%%

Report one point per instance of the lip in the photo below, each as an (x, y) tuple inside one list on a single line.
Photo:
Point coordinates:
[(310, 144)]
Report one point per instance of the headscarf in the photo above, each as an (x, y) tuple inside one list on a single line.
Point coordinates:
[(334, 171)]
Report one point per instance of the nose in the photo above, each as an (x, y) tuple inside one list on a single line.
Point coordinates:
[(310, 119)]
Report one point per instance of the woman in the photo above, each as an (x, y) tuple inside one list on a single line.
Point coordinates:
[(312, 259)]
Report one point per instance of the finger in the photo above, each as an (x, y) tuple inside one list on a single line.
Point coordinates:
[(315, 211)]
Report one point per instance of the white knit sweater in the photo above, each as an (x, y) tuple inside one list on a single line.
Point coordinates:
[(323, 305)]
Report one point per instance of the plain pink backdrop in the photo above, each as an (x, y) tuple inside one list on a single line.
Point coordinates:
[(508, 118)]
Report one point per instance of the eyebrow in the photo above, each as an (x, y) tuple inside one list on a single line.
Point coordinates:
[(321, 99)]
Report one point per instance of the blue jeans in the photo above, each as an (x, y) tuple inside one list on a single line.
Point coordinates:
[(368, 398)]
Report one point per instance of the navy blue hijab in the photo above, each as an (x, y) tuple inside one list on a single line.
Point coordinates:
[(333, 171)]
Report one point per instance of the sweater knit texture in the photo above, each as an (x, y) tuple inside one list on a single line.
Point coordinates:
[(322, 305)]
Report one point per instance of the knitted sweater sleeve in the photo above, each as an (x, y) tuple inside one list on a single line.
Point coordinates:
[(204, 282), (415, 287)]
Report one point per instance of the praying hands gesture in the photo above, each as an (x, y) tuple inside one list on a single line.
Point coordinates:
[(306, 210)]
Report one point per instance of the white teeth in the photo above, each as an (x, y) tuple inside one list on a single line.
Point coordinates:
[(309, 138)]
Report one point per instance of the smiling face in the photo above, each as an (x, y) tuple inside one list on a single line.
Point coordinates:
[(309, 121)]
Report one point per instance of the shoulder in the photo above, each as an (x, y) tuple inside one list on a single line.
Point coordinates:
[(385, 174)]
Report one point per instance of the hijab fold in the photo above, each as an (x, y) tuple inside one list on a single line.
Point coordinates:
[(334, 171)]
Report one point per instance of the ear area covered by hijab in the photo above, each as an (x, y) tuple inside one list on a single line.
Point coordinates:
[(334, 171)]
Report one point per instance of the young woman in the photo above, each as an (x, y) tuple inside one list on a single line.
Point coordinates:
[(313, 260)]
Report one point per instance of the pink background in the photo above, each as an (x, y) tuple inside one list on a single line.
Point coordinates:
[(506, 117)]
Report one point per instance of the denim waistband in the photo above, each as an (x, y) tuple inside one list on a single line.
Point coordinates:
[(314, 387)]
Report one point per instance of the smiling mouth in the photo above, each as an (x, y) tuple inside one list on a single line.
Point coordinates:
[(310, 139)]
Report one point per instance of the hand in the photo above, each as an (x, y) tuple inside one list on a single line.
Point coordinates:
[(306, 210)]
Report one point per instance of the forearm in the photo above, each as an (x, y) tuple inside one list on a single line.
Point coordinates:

%%

Rescale the part that opens with the line containing "Report one point per instance of the smiling face" and closes with the line containing "[(309, 121)]", writing out each of its lines again, requests included, and only those lines. Multiply every point coordinate in the answers by 1.4 and round each result to a whole number, with halves rounded up.

Report one point per instance of the smiling face in the photo above, each as an (x, y) tuple inside one list on a single line.
Point coordinates:
[(433, 169)]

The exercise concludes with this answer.